INPUT FOR THIS TASK »
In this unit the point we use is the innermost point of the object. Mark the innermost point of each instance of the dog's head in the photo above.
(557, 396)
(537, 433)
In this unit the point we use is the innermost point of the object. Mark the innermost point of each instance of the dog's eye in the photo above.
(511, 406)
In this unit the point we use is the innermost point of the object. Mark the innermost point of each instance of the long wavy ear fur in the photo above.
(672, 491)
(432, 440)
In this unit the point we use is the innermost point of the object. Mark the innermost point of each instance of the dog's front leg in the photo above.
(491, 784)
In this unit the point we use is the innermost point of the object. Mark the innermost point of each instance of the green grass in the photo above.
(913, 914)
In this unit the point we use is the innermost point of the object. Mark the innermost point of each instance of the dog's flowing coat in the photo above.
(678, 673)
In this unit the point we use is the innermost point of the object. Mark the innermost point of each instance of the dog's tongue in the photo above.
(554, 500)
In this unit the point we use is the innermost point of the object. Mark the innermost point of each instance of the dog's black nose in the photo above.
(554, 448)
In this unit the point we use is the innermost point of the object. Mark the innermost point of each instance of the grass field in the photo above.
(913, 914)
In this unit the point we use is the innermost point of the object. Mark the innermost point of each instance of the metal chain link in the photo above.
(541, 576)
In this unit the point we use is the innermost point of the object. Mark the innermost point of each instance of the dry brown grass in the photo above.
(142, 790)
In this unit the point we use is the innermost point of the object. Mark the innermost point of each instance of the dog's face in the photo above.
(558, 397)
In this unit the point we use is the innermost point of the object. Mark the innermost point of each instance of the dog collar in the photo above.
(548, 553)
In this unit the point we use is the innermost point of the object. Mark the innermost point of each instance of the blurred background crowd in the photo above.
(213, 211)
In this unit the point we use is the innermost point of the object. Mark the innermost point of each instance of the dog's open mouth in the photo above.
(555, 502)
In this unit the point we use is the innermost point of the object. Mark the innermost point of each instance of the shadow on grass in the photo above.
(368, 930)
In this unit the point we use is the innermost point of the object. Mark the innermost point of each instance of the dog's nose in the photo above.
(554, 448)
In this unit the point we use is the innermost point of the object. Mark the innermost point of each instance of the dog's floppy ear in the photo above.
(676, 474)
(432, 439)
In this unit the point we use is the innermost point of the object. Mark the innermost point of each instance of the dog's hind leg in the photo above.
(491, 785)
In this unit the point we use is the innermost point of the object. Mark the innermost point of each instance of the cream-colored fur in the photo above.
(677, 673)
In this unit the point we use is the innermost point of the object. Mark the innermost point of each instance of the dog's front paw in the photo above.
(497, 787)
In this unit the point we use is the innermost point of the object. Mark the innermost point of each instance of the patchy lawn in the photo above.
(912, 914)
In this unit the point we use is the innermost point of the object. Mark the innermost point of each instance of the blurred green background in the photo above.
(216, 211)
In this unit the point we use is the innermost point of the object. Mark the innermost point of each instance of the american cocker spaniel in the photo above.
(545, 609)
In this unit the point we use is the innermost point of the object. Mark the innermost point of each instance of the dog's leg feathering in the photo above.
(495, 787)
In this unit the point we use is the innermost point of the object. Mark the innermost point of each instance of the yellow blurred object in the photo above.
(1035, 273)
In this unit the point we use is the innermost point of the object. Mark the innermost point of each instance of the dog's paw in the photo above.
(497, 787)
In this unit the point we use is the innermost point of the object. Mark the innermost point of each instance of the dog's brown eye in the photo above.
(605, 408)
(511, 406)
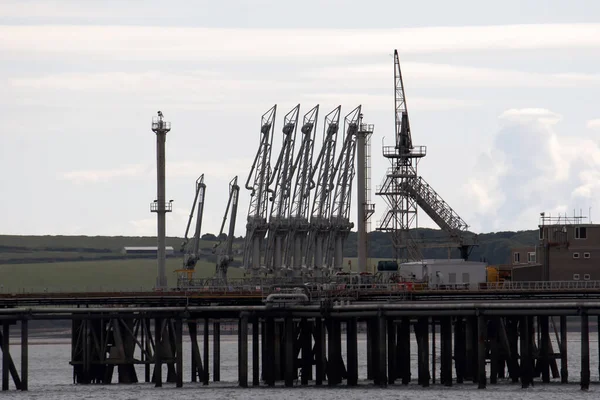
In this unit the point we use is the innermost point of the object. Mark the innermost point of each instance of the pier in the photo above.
(299, 342)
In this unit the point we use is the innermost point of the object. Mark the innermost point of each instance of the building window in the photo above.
(466, 277)
(581, 232)
(452, 277)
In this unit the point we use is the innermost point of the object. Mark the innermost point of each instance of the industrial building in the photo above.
(568, 250)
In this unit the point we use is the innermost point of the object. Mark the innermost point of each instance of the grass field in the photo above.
(117, 275)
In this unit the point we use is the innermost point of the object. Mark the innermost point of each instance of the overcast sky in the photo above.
(503, 94)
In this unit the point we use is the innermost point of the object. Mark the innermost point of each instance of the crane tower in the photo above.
(319, 226)
(404, 190)
(279, 223)
(260, 174)
(299, 212)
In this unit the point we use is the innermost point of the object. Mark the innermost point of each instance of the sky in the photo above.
(503, 94)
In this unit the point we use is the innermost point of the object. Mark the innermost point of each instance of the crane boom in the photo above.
(340, 210)
(225, 255)
(280, 197)
(299, 212)
(256, 227)
(319, 216)
(191, 251)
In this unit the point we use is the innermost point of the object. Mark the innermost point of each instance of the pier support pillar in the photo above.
(382, 350)
(243, 351)
(179, 351)
(459, 349)
(585, 351)
(158, 352)
(495, 360)
(422, 333)
(392, 351)
(481, 341)
(526, 353)
(564, 369)
(319, 352)
(290, 355)
(403, 350)
(446, 350)
(206, 338)
(307, 353)
(352, 351)
(255, 352)
(544, 360)
(5, 354)
(216, 351)
(370, 348)
(24, 354)
(269, 348)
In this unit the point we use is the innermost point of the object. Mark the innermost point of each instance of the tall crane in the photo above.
(403, 189)
(319, 217)
(279, 223)
(299, 212)
(191, 251)
(225, 255)
(340, 224)
(260, 172)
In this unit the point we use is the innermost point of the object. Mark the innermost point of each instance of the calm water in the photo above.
(51, 377)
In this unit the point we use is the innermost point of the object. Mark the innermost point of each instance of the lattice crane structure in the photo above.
(299, 214)
(319, 226)
(191, 251)
(404, 190)
(260, 175)
(279, 221)
(339, 220)
(225, 253)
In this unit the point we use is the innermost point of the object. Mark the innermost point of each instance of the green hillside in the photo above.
(87, 263)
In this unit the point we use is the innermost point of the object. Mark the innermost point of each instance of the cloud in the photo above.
(217, 169)
(436, 75)
(594, 124)
(98, 175)
(175, 43)
(532, 168)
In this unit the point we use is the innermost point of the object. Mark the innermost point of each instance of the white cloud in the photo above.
(174, 43)
(225, 169)
(98, 175)
(523, 115)
(594, 124)
(541, 170)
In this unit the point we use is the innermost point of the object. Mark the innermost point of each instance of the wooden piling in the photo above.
(216, 351)
(179, 351)
(243, 351)
(391, 355)
(24, 354)
(404, 350)
(585, 351)
(290, 356)
(206, 339)
(255, 353)
(482, 338)
(446, 351)
(564, 365)
(158, 352)
(352, 351)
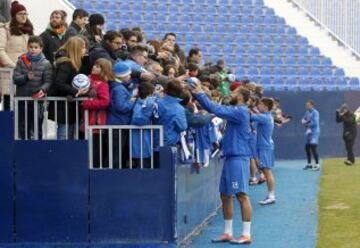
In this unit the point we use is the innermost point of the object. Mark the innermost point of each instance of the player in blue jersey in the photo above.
(236, 171)
(312, 125)
(265, 145)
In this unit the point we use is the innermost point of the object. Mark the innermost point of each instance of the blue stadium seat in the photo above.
(341, 83)
(327, 71)
(291, 31)
(291, 82)
(253, 71)
(315, 60)
(291, 71)
(270, 20)
(303, 71)
(253, 60)
(315, 51)
(315, 71)
(302, 61)
(265, 70)
(354, 83)
(265, 60)
(279, 61)
(340, 72)
(303, 40)
(265, 81)
(327, 61)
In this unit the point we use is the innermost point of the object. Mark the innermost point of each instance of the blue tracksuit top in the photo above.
(142, 115)
(172, 117)
(265, 128)
(237, 133)
(312, 118)
(120, 108)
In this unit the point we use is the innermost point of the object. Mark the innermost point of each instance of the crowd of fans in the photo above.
(132, 80)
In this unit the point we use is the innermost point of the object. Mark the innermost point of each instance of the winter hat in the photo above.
(231, 77)
(234, 86)
(16, 7)
(121, 69)
(96, 19)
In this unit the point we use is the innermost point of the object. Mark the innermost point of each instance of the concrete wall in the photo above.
(289, 140)
(39, 11)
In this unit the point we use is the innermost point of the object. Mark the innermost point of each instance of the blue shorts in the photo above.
(266, 158)
(312, 139)
(235, 176)
(253, 148)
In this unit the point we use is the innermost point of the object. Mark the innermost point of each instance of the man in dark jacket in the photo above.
(345, 116)
(54, 35)
(80, 19)
(107, 49)
(5, 10)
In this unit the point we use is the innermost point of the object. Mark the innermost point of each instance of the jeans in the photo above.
(61, 132)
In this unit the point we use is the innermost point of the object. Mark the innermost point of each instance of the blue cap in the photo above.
(121, 69)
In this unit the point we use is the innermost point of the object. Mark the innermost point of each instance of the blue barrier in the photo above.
(197, 196)
(6, 176)
(133, 205)
(51, 191)
(59, 200)
(290, 139)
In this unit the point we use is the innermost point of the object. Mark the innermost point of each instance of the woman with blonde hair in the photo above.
(67, 65)
(14, 36)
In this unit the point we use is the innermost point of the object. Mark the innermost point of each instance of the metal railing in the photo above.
(341, 19)
(32, 117)
(6, 86)
(117, 141)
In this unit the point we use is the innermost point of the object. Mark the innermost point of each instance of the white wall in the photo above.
(40, 10)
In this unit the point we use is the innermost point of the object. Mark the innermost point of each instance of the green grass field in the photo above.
(339, 205)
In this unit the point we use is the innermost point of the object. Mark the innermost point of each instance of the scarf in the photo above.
(60, 32)
(34, 58)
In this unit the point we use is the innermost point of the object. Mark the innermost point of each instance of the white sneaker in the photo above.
(267, 201)
(308, 166)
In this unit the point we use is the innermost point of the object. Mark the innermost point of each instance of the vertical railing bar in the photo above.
(26, 120)
(130, 148)
(77, 120)
(152, 148)
(141, 149)
(67, 119)
(100, 146)
(36, 121)
(86, 122)
(120, 149)
(16, 119)
(56, 119)
(161, 131)
(111, 159)
(45, 119)
(91, 155)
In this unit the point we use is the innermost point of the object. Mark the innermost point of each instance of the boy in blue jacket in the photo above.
(172, 114)
(145, 110)
(236, 171)
(311, 123)
(265, 145)
(120, 111)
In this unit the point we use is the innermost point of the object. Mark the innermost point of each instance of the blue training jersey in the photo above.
(312, 118)
(265, 128)
(237, 133)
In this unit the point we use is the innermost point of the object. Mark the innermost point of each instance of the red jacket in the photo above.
(97, 105)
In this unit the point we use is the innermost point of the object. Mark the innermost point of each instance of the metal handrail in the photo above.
(109, 131)
(326, 28)
(44, 103)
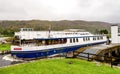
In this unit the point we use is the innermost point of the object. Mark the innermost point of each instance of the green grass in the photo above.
(5, 46)
(59, 66)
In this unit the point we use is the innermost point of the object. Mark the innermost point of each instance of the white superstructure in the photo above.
(42, 43)
(115, 35)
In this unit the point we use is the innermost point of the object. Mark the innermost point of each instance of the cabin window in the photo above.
(98, 38)
(73, 39)
(101, 37)
(76, 39)
(70, 40)
(83, 39)
(94, 38)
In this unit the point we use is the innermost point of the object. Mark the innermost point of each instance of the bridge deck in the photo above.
(96, 49)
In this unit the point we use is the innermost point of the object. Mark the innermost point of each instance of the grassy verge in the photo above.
(59, 66)
(5, 47)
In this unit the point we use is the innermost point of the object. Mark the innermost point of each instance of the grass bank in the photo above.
(5, 47)
(59, 66)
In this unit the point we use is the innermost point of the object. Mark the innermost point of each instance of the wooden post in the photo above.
(88, 56)
(111, 62)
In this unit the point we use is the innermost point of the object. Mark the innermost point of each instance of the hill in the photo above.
(59, 66)
(92, 26)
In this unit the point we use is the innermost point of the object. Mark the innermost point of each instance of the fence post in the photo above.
(88, 56)
(111, 62)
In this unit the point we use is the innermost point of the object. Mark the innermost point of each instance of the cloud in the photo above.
(93, 10)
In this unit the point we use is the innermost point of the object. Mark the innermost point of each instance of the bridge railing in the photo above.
(103, 58)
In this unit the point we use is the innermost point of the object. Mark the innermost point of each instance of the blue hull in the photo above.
(44, 53)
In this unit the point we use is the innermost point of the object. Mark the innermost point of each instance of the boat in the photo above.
(33, 44)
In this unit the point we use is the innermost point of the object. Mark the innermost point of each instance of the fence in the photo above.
(105, 58)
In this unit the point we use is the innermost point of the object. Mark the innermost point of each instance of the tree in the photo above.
(104, 31)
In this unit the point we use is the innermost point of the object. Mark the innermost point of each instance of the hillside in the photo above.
(92, 26)
(60, 66)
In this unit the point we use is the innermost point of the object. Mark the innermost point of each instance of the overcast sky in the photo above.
(90, 10)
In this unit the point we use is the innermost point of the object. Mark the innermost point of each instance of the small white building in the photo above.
(115, 35)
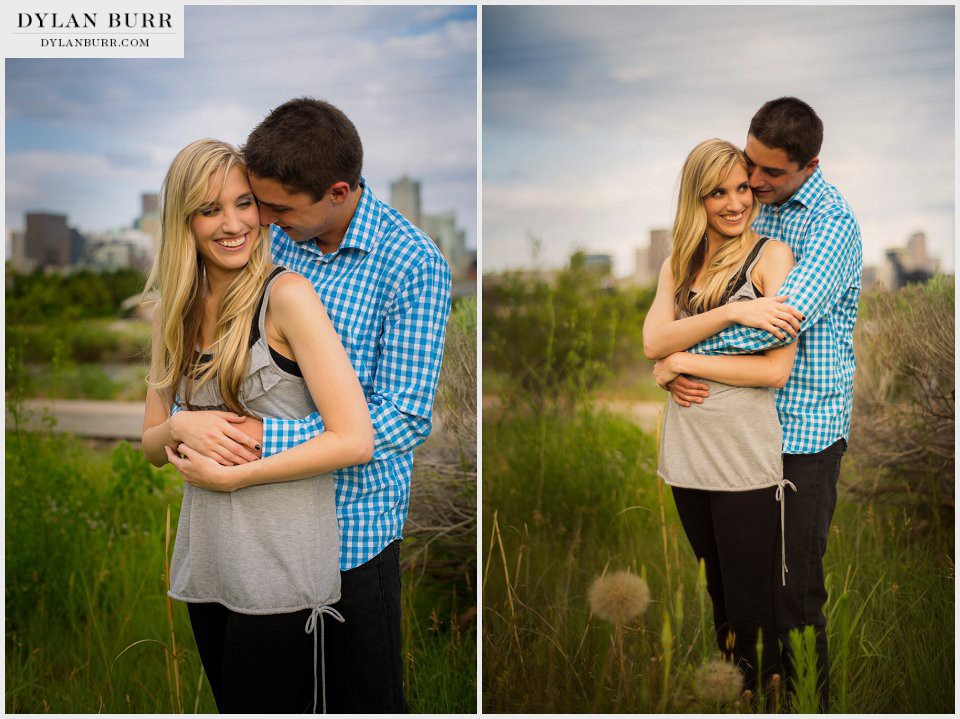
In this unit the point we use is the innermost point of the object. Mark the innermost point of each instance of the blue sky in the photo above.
(588, 114)
(86, 137)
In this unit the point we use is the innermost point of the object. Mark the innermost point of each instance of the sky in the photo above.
(86, 137)
(588, 114)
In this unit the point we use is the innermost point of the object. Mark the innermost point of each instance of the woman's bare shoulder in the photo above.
(776, 251)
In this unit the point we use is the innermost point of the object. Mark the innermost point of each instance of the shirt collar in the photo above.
(362, 232)
(810, 191)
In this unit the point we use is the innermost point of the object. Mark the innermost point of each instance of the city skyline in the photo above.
(589, 113)
(85, 138)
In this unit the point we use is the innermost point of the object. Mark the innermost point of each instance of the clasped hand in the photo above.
(768, 313)
(210, 444)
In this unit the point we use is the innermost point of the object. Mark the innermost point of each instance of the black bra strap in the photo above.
(740, 277)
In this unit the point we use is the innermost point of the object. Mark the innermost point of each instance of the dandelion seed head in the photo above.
(718, 682)
(619, 597)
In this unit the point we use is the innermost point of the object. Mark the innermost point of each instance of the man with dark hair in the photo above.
(810, 215)
(387, 290)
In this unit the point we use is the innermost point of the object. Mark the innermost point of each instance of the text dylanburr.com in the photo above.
(102, 30)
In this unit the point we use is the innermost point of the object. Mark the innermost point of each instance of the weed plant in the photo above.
(572, 496)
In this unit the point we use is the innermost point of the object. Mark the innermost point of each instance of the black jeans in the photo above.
(736, 534)
(809, 512)
(264, 663)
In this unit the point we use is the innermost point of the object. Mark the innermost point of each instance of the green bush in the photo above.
(902, 434)
(40, 297)
(555, 340)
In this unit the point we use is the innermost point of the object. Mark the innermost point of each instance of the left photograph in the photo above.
(241, 320)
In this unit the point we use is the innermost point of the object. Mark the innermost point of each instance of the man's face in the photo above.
(774, 177)
(296, 214)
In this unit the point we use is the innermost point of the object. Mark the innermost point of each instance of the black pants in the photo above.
(737, 534)
(264, 664)
(809, 512)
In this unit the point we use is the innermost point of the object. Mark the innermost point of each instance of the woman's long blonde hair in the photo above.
(704, 170)
(178, 276)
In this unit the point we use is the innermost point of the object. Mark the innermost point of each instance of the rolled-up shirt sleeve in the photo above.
(408, 368)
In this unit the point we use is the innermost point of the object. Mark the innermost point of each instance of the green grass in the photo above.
(566, 498)
(86, 611)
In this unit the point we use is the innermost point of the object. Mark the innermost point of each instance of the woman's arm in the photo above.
(664, 334)
(299, 316)
(771, 369)
(156, 414)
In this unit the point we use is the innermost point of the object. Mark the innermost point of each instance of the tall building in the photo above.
(149, 220)
(405, 199)
(48, 240)
(659, 250)
(442, 229)
(78, 246)
(18, 252)
(149, 204)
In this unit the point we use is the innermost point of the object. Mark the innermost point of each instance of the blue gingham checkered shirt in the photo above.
(387, 291)
(818, 225)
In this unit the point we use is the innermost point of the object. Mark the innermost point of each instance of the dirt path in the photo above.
(87, 418)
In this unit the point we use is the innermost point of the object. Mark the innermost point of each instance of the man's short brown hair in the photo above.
(790, 125)
(307, 145)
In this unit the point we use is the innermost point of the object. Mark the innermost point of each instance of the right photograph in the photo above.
(718, 359)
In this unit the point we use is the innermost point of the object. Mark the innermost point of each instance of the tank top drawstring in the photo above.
(781, 497)
(311, 628)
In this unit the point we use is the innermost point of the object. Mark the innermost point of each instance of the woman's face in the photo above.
(728, 205)
(226, 227)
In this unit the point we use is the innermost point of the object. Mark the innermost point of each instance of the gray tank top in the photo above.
(733, 441)
(267, 549)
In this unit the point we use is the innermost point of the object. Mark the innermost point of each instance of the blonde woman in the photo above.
(722, 457)
(257, 547)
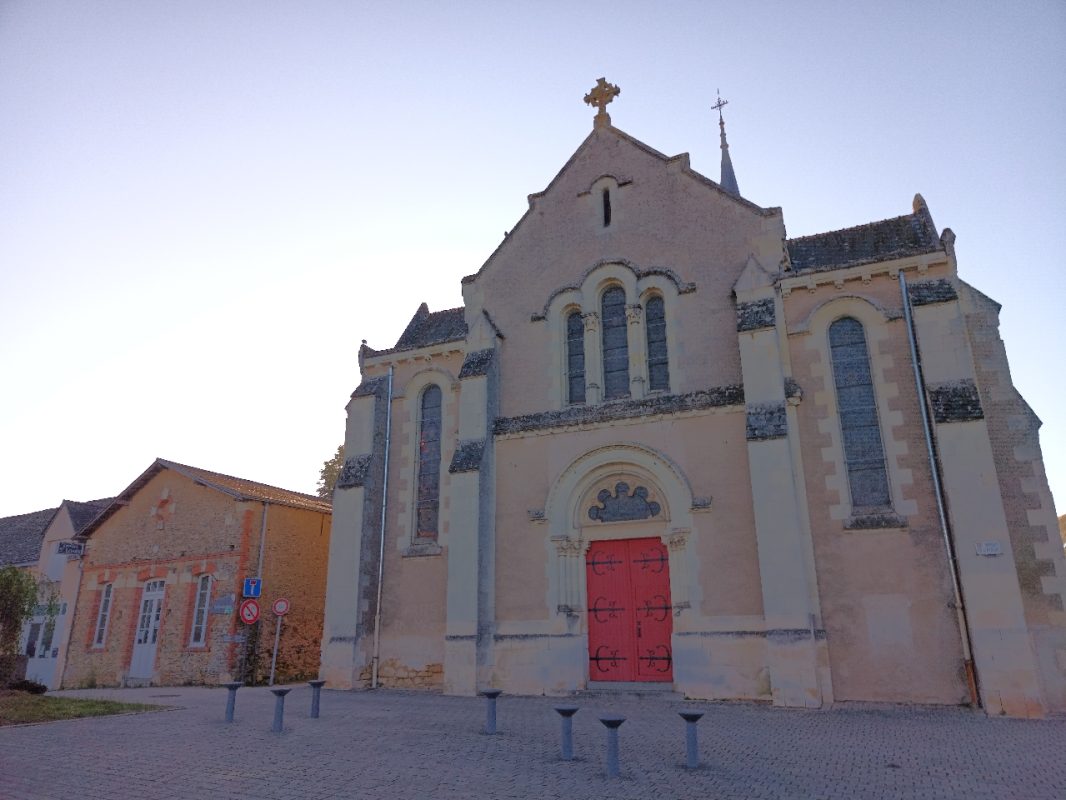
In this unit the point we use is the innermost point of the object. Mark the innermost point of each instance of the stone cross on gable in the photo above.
(600, 95)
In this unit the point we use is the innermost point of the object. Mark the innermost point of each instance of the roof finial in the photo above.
(600, 95)
(728, 178)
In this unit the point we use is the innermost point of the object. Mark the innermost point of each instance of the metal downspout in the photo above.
(964, 626)
(381, 548)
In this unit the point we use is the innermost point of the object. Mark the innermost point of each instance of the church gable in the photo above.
(625, 243)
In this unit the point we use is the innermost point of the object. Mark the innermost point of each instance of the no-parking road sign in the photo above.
(249, 611)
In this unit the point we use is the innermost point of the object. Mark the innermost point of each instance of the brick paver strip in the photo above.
(407, 745)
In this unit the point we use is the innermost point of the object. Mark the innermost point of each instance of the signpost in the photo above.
(280, 608)
(249, 611)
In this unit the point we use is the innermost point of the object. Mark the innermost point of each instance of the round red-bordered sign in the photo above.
(249, 611)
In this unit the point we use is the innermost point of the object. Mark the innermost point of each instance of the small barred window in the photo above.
(615, 344)
(863, 452)
(101, 619)
(576, 357)
(199, 610)
(655, 316)
(429, 464)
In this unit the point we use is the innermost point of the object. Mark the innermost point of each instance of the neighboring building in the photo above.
(20, 545)
(59, 566)
(662, 442)
(162, 579)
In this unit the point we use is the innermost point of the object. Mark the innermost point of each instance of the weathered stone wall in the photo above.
(884, 590)
(1035, 542)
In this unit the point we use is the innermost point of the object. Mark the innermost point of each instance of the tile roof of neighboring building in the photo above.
(239, 489)
(20, 537)
(876, 241)
(245, 490)
(426, 329)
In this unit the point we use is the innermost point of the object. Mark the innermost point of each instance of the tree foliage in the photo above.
(329, 473)
(18, 600)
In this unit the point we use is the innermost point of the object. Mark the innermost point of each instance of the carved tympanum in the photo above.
(623, 506)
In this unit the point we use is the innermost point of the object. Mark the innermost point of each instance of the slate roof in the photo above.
(83, 513)
(875, 241)
(20, 537)
(239, 489)
(429, 328)
(426, 328)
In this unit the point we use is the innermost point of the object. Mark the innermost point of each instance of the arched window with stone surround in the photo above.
(857, 408)
(575, 357)
(615, 344)
(655, 323)
(429, 464)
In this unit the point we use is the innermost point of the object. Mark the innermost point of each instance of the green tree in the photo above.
(329, 473)
(18, 600)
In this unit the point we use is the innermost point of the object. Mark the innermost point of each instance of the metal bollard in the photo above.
(316, 692)
(691, 740)
(231, 700)
(490, 696)
(278, 708)
(612, 722)
(566, 713)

THE REQUEST » Repeat precisely the lines of the data starting at the one containing "roof in the photo above.", last line included.

EXPECTED ANSWER »
In this unit the point we use is the innermost point of the object. Mark the innermost point of each instance of the slate roof in the photo above.
(83, 513)
(875, 241)
(20, 537)
(239, 489)
(429, 328)
(426, 328)
In this unit the point we use is the innermost point of the object. Mark the innermost point of each instance of the arched window with stone surround in the photo above.
(857, 408)
(575, 357)
(615, 344)
(655, 323)
(429, 464)
In this unit the point we use is the innermost point of the object. Mark the innermost point of each instance of the green tree in the photo above.
(329, 473)
(18, 600)
In this unit the point we use is the innermost point of the object. Mark the innermost point of each instance of the metal bollard in the photo above.
(316, 692)
(691, 740)
(231, 700)
(490, 696)
(278, 708)
(612, 722)
(566, 713)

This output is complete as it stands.